§ **Available records**
:::
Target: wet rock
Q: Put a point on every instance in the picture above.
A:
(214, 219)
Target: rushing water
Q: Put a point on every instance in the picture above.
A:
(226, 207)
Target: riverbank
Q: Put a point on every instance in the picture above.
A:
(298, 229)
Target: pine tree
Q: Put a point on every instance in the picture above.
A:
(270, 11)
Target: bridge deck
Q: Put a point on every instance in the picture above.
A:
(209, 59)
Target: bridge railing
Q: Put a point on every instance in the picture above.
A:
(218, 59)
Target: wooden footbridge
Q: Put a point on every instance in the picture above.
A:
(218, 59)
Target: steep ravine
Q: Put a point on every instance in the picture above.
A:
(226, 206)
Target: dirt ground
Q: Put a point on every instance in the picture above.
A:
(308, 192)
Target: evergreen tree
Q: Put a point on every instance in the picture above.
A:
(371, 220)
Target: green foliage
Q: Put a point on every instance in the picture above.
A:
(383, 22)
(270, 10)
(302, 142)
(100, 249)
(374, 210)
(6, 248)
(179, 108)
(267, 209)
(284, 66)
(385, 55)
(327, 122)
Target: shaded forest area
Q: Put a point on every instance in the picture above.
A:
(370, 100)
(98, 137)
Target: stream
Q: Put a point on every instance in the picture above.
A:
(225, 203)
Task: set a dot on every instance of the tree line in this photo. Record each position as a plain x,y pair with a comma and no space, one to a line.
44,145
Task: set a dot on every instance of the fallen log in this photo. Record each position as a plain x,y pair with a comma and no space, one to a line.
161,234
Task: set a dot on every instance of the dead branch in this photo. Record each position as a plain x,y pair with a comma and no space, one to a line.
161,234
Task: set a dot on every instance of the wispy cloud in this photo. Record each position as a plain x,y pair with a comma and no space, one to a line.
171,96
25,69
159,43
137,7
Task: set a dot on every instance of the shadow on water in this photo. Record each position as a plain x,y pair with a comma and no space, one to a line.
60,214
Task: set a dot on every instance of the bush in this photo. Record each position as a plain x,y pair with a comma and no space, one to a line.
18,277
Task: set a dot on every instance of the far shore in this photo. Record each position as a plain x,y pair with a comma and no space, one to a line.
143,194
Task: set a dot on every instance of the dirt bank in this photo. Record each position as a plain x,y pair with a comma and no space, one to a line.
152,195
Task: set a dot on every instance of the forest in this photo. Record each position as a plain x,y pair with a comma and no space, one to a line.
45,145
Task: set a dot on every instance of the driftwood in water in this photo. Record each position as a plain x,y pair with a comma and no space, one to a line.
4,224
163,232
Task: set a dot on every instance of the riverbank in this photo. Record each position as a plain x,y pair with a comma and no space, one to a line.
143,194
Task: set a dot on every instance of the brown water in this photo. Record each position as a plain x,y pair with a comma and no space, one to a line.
:::
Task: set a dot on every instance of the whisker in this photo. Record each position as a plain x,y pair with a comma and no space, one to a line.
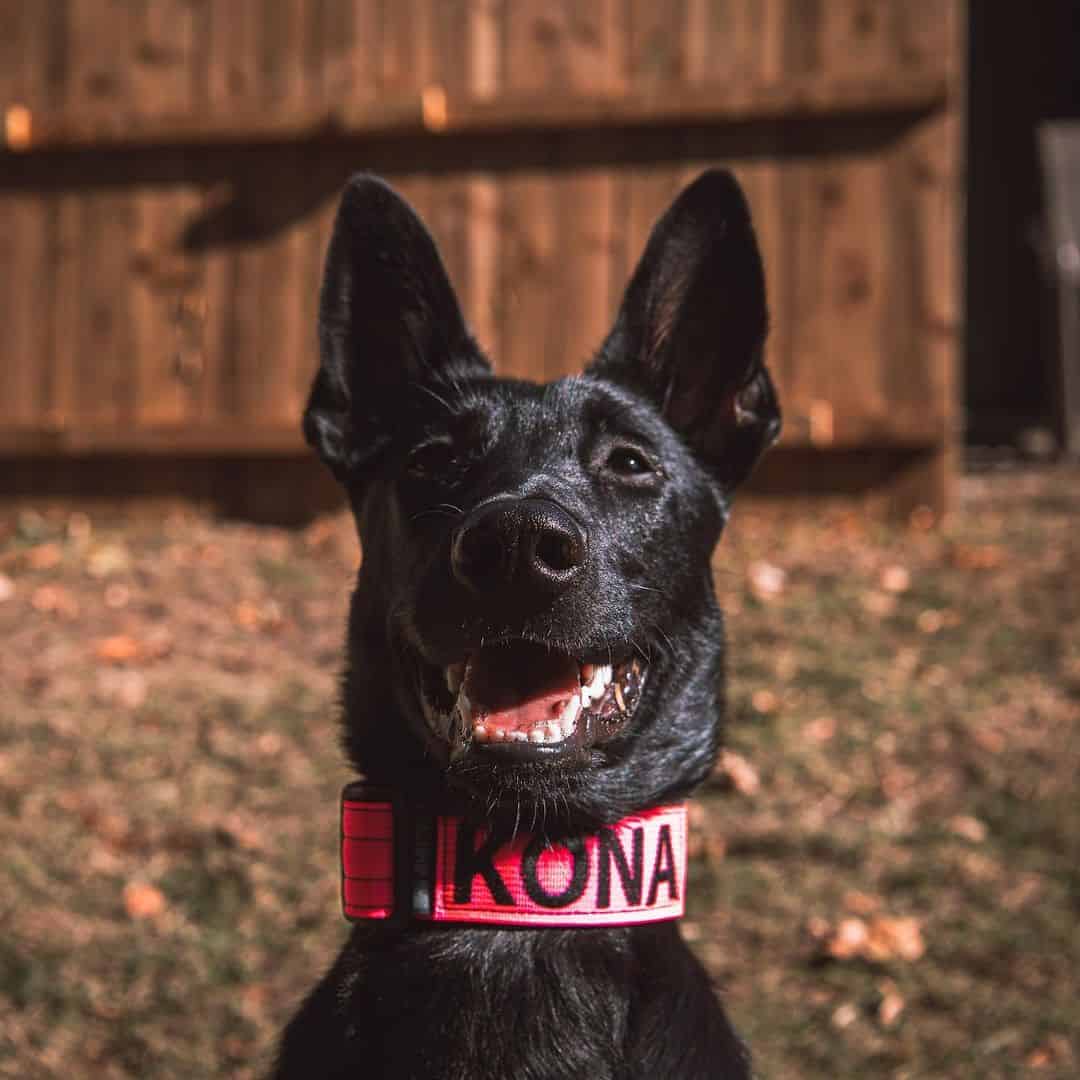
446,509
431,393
:::
§ **Task requirements**
Only those lines of the entries above that run from the line containing "Target: wet rock" to the line containing "Target: steep ravine", both included, should be transcribed exactly.

§ **Result of this exercise**
Target: wet rock
Q: Put a point on every instance in the picture above.
A:
(214, 219)
Target: rushing water
Q: Put a point on every instance in the picture above.
A:
(226, 207)
Target: riverbank
Q: Put a point on every instance in the picture above.
A:
(298, 229)
Target: pine tree
Q: Put a point on every instance in the picture above.
A:
(270, 11)
Target: bridge deck
Q: Put a point on every instance in the picture above.
A:
(209, 59)
Target: bridge railing
Q: Put a point on every instance in the picture above.
A:
(218, 59)
Target: wooden footbridge
Q: Put a point on every instance in the picture above.
A:
(218, 59)
Target: steep ravine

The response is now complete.